**Tasks and exercises:**
1. Check the passage on cross-border trade and say whether each statement agrees with it: (a) transactions on the DLT platform are confirmed before all data fields and conditions are met, (b) Adrian Vermooten is Standard Bank's Chief Innovation Officer, (c) domestic payments are already instant, cheap and transparent. For each one, answer yes or no and quote the words from the passage that decide it.
2. Put the entries from the start through the line containing "box: [759, 559, 793, 645]" into a Markdown table with the columns Row and Line. Give each line its own numbered row, skip blank lines, and leave the pictures out.

**Passage for review:**
Challenges that were creating bottlenecks in cross-border trade included lengthy settlement periods, information asymmetry between multiple parties involved in a transaction, which ended up creating delays in receiving approval from intermediaries and little to no visibility or transparency for all parties involved. 

Hedera’s distributed ledger technology (DLT) effectively allows for the sharing of information between two parties involved in a transaction and ensures that that information or data is in fact credible and authentic without the need for a trusted intermediary.

Transactions conducted via the DLT platform are not confirmed until all data fields and conditions are met. This creates a transparent environment and allows for trades to be settled faster and more efficiently.  

Standard Bank Group has been a pioneer in leveraging blockchain and distributed ledger technologies to bring speed and transparency to its customer base across Africa.

Commenting, Adrian Vermooten, Standard Bank’s Chief Innovation Officer said, “As an organisation, we have established that blockchain technology can track and leapfrog legacy issues that prevent a seamless and transparent payment experience for the customer, which ultimately enables cost savings for all stakeholders.”  

“It is within our vision to enable the group and our clients to connect with networks, within and outside of the Standard Bank Group,” he added.

While domestic payments are already instant, cheap and transparent, cross-border transactions are subject to several complications such as dependency on banking networks. Many of these challenges are removed when conducting cross-border payments with digital currencies like stablecoins based on a DLT platform.

**Source records:**
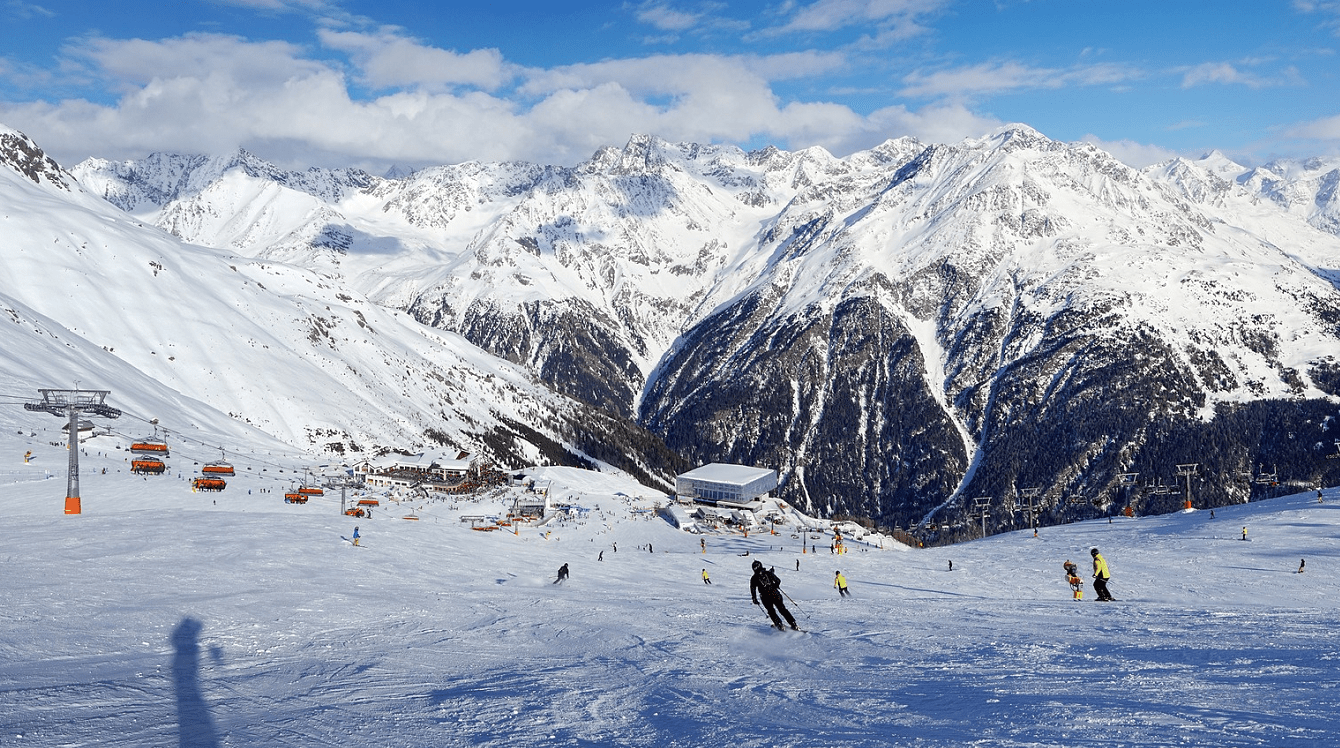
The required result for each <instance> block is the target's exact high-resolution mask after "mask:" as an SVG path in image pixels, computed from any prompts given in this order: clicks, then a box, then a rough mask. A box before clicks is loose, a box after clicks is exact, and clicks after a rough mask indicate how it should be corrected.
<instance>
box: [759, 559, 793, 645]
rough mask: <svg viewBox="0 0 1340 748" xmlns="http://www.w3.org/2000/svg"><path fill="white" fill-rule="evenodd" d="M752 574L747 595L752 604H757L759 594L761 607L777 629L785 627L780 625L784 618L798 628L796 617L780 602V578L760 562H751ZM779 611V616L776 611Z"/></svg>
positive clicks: (776, 611)
mask: <svg viewBox="0 0 1340 748" xmlns="http://www.w3.org/2000/svg"><path fill="white" fill-rule="evenodd" d="M753 570H754V575H753V576H752V578H749V597H750V598H752V599H753V602H754V605H758V598H760V595H761V597H762V607H764V610H766V611H768V618H772V625H773V626H776V627H777V629H779V630H783V629H785V627H784V626H783V625H781V619H783V618H785V619H787V623H791V627H792V629H796V630H797V631H799V630H800V627H799V626H796V617H795V615H792V614H791V611H789V610H787V606H785V603H783V602H781V579H777V574H776V572H775V571H772V570H770V568H764V567H762V562H757V560H756V562H754V563H753ZM779 611H781V615H780V617H779V615H777V613H779Z"/></svg>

**Answers in order:**
1.
(a) No: "Transactions conducted via the DLT platform are not confirmed until all data fields and conditions are met."
(b) Yes: "Adrian Vermooten, Standard Bank’s Chief Innovation Officer"
(c) Yes: "domestic payments are already instant, cheap and transparent"

2.
| Row | Line |
|---|---|
| 1 | The required result for each <instance> block is the target's exact high-resolution mask after "mask:" as an SVG path in image pixels, computed from any prompts given in this order: clicks, then a box, then a rough mask. A box before clicks is loose, a box after clicks is exact, and clicks after a rough mask indicate how it should be corrected. |
| 2 | <instance> |
| 3 | box: [759, 559, 793, 645] |